- Source extract
▽

Wavelengths Of Light: Deep Sea Travellers

The ocean is a mysterious place, with much of its vast expanse remaining unexplored. One of the key factors limiting our ability to explore the depths is the lack of light. As we descend into the ocean, the light from above is rapidly attenuated, with different colours of light being absorbed at different rates. So, which colours of light travel deepest into the sea, and why?

Water absorbs light differently

In addition to overall attenuation, the oceans absorb different wavelengths of light at different rates. The wavelengths at the extreme ends of the visible spectrum are attenuated faster than those in the middle. Longer wavelengths are absorbed first; red is absorbed in the upper 10 metres, orange by about 40 metres, and yellow disappears before 100 metres. Shorter wavelengths penetrate further, with blue and green light reaching the deepest depths.

This explains why everything appears blue underwater. The colours we perceive depend on the wavelengths of light that are received by our eyes. If an object appears red to us, it is because the object reflects red light but absorbs all other colours. So, the only colour reaching our eyes is red. Underwater, blue is the only colour of light still available at depth, so that is the only colour that can be reflected back to our eyes, and everything has a blue tinge underwater. A red object at depth will not appear red to us because there is no red light available to reflect off the object. Objects in water will only appear in their true colours near the surface, where all wavelengths of light are still available, or if the other wavelengths of light are provided artificially, such as by illuminating the object with a dive light.

Water in the open ocean appears clear and blue because it contains much less particulate matter, such as phytoplankton or other suspended particles, and the clearer the water, the deeper the light penetration. Blue light penetrates deeply and is scattered by the water molecules, while all other colours are absorbed; thus, the water appears blue. On the other hand, coastal water often appears greenish. Coastal water contains much more suspended silt and algae and microscopic organisms than the open ocean. Many of these organisms, such as phytoplankton, absorb light in the blue and red range through their photosynthetic pigments, leaving green as the dominant wavelength of reflected light. Therefore, the higher the phytoplankton concentration in water, the greener it appears. Small silt particles may also absorb blue light, further shifting the colour of water away from blue when there are high concentrations of suspended particles.

△

- Problem 1
According to the deep-sea light text, which colors of light are absorbed before 100 metres, and at what depth does each disappear?
- Problem 2
Reproduce the part of the deep-sea light text that opens with the words containing "This explains why" and closes with "a dive light.".
The lines that come next are from a separate source.

- Data lines
▽

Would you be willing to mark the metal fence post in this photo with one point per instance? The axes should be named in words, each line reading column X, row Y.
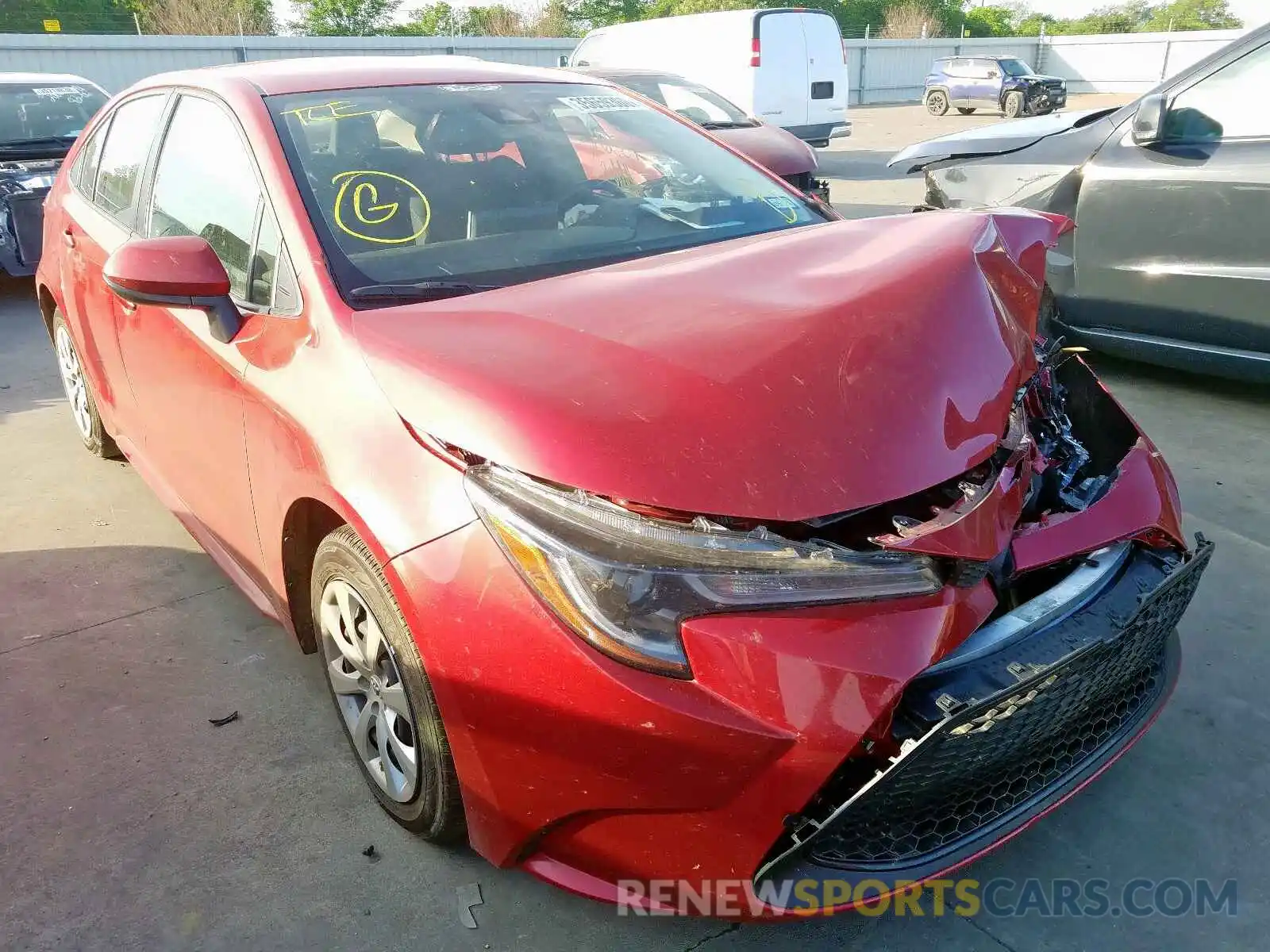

△

- Complete answer 1
Red is absorbed in the upper 10 metres, orange by about 40 metres, and yellow before 100 metres.

- Complete answer 2
This explains why everything appears blue underwater. The colours we perceive depend on the wavelengths of light that are received by our eyes. If an object appears red to us, it is because the object reflects red light but absorbs all other colours. So, the only colour reaching our eyes is red. Underwater, blue is the only colour of light still available at depth, so that is the only colour that can be reflected back to our eyes, and everything has a blue tinge underwater. A red object at depth will not appear red to us because there is no red light available to reflect off the object. Objects in water will only appear in their true colours near the surface, where all wavelengths of light are still available, or if the other wavelengths of light are provided artificially, such as by illuminating the object with a dive light.